### Text block

************

As a guy, I know I’m not supposed to be in here, but I hadn’t seen anything from jarbabyj in a while and wanted to say “hey, there.”
Also, I’d like all of you ladies to know that I’m getting married on November 1. My new stepdaughter is 12, already has a tendency to be moody, and has not yet started her period. My soon-to-be wife is 47 and her periods are becoming rather sporadic. I will be the only male in a house with a newly pubescent girl and a menopausal wife. If you need me, I’ll be in the garage for, oh, the next 10 years.
Mine happened the third day of eighth grade. It was very light, but I knew what it was. When I told my mom she asked me “Are you okay?” Then I started to panic… was I NOT supposed to be okay?
In a Catholic household NOTHING of this nature was discussed so I got all my information from 6th grade sex ed and my friends… you can imagine what kinds of things my demented 13-year old brain was coming up with. Mom took me to the store and bought me Stayfree maxi pads, and I started using tampons about a year later.

************

### Questions on the material
(1) Condense the paragraph of the text block that begins "In a Catholic household" into two shorter sentences, keeping its main facts.
(2) Retype everything in the text block from "As a guy, I" down to "next 10 years.".

Stored data entries
************

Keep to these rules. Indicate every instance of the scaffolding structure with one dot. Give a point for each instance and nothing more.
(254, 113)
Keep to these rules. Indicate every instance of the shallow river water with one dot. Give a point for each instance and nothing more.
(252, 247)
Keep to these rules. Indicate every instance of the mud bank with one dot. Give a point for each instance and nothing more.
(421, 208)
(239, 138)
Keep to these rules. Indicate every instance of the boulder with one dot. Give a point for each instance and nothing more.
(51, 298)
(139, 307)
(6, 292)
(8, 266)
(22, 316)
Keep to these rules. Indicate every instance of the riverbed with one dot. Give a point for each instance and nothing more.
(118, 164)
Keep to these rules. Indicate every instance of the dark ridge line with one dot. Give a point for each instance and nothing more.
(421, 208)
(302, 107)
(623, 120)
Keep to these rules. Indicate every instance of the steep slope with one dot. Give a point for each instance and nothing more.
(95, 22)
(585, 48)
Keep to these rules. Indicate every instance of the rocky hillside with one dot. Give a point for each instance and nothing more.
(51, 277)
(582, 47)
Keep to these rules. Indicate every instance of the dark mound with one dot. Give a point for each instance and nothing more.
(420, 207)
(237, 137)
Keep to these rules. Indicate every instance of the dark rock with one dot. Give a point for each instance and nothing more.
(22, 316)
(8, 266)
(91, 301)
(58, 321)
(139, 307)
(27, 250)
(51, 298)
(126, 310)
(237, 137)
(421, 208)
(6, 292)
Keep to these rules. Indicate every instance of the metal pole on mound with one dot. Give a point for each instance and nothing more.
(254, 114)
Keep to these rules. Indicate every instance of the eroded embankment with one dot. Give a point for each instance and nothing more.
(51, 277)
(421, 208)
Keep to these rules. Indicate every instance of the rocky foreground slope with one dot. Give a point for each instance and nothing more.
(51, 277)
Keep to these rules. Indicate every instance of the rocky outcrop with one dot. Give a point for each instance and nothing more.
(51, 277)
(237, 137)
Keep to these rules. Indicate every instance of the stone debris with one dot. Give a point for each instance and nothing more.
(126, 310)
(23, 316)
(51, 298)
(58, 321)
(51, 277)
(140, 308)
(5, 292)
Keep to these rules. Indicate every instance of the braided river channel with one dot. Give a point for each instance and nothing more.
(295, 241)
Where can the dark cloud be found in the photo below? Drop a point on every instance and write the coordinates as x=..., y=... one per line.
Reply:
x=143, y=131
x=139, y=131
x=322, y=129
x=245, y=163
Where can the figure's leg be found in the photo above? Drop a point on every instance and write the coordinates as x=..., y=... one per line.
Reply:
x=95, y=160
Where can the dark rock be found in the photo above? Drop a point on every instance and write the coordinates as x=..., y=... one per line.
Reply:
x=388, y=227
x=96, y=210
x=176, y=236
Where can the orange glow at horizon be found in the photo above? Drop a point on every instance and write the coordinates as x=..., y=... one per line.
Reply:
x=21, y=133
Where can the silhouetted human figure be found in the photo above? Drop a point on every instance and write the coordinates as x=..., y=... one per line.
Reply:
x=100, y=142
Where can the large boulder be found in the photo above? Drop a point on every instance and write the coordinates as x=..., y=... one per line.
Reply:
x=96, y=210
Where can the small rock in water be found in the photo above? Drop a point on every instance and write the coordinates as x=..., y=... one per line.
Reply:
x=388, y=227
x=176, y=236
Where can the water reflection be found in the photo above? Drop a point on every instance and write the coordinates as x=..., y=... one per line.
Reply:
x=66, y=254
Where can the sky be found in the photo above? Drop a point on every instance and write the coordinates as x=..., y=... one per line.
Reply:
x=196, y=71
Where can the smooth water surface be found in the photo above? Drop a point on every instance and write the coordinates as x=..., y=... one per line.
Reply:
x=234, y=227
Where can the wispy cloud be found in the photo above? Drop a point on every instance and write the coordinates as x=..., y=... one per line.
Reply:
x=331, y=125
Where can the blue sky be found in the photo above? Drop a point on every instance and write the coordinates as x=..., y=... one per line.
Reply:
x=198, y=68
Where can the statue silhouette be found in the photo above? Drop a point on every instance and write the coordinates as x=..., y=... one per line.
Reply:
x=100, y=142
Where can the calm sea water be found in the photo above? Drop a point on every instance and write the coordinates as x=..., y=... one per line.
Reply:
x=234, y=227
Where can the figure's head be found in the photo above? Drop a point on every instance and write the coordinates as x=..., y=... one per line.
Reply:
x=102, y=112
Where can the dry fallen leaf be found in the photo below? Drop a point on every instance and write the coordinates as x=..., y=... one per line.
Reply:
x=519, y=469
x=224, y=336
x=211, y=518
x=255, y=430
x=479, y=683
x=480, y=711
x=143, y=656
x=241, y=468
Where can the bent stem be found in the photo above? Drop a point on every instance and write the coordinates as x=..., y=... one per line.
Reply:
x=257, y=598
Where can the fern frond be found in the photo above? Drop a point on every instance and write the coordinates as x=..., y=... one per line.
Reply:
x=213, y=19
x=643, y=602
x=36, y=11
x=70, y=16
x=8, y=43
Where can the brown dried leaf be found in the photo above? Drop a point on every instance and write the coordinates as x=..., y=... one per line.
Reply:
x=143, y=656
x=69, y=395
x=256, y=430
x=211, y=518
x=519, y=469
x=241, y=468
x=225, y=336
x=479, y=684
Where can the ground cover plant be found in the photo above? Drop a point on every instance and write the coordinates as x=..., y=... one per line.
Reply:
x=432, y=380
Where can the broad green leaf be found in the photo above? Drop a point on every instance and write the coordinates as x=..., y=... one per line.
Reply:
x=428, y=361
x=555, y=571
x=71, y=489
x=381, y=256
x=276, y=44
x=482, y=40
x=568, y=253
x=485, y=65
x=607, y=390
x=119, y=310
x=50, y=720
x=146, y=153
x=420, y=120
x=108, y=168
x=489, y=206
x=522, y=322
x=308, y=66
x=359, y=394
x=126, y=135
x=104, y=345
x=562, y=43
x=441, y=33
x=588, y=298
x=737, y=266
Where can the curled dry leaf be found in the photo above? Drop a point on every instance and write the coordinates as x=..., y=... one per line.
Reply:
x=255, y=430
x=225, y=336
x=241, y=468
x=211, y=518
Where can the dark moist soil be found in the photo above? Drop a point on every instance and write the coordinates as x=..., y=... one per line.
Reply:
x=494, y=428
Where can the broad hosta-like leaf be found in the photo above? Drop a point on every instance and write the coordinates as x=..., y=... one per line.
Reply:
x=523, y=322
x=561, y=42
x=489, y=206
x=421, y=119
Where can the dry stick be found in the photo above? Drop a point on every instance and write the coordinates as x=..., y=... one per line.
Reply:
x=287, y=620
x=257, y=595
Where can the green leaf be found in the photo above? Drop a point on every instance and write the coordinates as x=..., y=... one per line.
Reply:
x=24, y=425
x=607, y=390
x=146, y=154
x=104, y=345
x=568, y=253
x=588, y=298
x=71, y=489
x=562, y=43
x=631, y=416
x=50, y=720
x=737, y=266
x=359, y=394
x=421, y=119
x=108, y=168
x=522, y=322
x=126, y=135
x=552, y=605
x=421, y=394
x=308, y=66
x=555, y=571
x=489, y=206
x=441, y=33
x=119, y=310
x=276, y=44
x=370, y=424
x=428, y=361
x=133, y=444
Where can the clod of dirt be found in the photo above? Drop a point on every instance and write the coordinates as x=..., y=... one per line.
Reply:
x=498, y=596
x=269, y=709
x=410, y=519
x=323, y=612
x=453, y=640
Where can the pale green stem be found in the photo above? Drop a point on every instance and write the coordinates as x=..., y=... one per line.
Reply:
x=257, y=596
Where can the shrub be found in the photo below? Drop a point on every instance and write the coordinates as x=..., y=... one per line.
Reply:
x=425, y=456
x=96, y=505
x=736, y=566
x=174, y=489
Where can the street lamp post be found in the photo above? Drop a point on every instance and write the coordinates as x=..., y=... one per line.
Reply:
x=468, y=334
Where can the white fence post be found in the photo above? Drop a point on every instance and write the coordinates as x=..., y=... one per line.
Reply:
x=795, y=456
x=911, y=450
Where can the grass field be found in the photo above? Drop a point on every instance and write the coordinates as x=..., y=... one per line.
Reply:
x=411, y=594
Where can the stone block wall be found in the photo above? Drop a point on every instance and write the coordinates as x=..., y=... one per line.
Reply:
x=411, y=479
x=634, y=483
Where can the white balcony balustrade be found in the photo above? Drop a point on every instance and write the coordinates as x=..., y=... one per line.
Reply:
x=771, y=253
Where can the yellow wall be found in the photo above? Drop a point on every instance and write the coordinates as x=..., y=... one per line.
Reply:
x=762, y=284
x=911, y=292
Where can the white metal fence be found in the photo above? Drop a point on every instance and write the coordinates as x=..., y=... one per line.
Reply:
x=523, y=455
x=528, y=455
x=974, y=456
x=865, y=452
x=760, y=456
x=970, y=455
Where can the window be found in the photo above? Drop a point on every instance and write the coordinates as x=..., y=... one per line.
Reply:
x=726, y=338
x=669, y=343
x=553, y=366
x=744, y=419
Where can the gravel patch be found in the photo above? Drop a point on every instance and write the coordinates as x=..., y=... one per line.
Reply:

************

### Solutions to the tasks
(1) Since nothing of this kind was discussed in my Catholic household, I learned everything from 6th grade sex ed and my friends, and my 13-year-old brain came up with strange ideas. Mom bought me Stayfree maxi pads at the store, and I started using tampons about a year later.

(2)
As a guy, I know I’m not supposed to be in here, but I hadn’t seen anything from jarbabyj in a while and wanted to say “hey, there.”
Also, I’d like all of you ladies to know that I’m getting married on November 1. My new stepdaughter is 12, already has a tendency to be moody, and has not yet started her period. My soon-to-be wife is 47 and her periods are becoming rather sporadic. I will be the only male in a house with a newly pubescent girl and a menopausal wife. If you need me, I’ll be in the garage for, oh, the next 10 years.